> [Document excerpt]
Supreme Court of California
Nov 1, 1880
57 Cal. 102 (Cal. 1880)

Summary

In People v. Car Soy, 57 Cal. 102, two of the Justices in Department Two cited the language of Mr. Justice Crocker, above quoted, with apparent approval.

Summary of this case from People v. Hamilton

Opinion

         Department Two

         Appeal from a judgment of conviction, and an order denying a new trial, in the Superior Court of the County of San Joaquin. Buckley, J.

         COUNSEL:

         The Court erred in excluding the questions propounded to the jurors. (People v. Reyes , 5 Cal. 347; Watson v. Whitney , 23 id. 379.)

         McStay & Swinnerton, and William M. Gibson, for Appellant.

         George A. Blanchard for the Attorney-General, for the Respondent.


         The ruling of the Court in excluding the questions is not reviewable, because the statute does not provide for an exception to such a ruling. ( Pen. Code, § 1170.)

         An answer in the affirmative to the questions propounded would not show that the juror thus answering was prejudiced against the defendant. For all that appears in the record, it may be that each juror was examined fully upon the subject of his bias and prejudice. It must be presumed, that the juror answered that he was not biased; because no challenge was made for actual bias, nor is it shown that defendant exhausted his peremptory challenges.

         JUDGES: Morrison, C. J. Sharpstein, J., concurred. Myrick, J., concurred in the judgment.

> [Task set]
1. Answer these questions about the case excerpt:
(a) In which county's Superior Court was the judgment of conviction entered?
(b) Who appeared for the Respondent?
(c) Which judge concurred only in the judgment?
2. Carry the case excerpt forward from the point where it stops, continuing in the same style.
The rows that come next have no connection to the case excerpt.

(Stored rows)
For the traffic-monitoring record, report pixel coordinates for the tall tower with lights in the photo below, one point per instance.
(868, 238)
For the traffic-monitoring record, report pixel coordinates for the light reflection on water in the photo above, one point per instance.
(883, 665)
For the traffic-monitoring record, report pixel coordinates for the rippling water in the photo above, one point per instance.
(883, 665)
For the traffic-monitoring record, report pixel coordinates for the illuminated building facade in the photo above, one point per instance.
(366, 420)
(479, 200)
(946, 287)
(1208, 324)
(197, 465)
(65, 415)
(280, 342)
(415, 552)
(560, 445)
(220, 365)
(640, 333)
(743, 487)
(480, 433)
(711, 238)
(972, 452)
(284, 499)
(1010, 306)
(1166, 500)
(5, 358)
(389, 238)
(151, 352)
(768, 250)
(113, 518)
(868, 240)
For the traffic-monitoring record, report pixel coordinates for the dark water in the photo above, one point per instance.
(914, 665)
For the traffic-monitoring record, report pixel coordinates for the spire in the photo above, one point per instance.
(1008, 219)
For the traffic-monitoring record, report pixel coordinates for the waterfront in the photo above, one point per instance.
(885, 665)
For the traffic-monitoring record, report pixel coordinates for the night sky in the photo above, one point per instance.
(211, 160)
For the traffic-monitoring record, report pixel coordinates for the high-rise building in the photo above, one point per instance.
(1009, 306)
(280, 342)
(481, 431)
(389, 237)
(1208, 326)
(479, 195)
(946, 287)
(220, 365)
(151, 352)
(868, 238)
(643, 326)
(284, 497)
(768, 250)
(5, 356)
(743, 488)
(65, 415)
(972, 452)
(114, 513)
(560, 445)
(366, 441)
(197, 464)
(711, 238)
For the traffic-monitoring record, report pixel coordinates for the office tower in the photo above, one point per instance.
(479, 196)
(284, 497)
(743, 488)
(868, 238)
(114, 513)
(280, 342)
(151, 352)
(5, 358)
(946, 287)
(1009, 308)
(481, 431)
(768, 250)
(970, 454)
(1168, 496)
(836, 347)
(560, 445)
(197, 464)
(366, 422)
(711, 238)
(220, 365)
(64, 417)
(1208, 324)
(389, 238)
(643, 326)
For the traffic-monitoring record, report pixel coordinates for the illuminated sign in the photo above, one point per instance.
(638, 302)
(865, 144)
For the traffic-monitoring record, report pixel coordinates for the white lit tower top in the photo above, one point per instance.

> [Final answers]
1.
(a) San Joaquin
(b) George A. Blanchard, for the Attorney-General
(c) Myrick, J.

2.
         OPINION

          MORRISON, Judge

         The defendant was prosecuted by information, in the Superior Court of the county of San Joaquin, for the crime of robbery, and was convicted. On this appeal, several errors are assigned, only one of which it will be necessary for the Court to notice.

         The defendant is a Chinaman, and, on impaneling the jury in the case, counsel for the defendant asked each of the jurors the following questions:

         " 1. Other things being equal, would you take the word of a Chinaman as soon as you would that of a white man?" To this question, the district attorney objected, on the ground that the same was incompetent, irrelevant, and immaterial. The Court sustained the objection, and the defendant excepted.

         " 2. If the defendant, a Chinaman, should be sworn as a witness in his own behalf, would you give his testimony the same credit that you would give to the story told by a white person, under the same circumstances?" To this question, the district attorney objected, on the ground that the same was irrelevant, incompetent, and immaterial. The Court sustained the objection, and the defendant excepted.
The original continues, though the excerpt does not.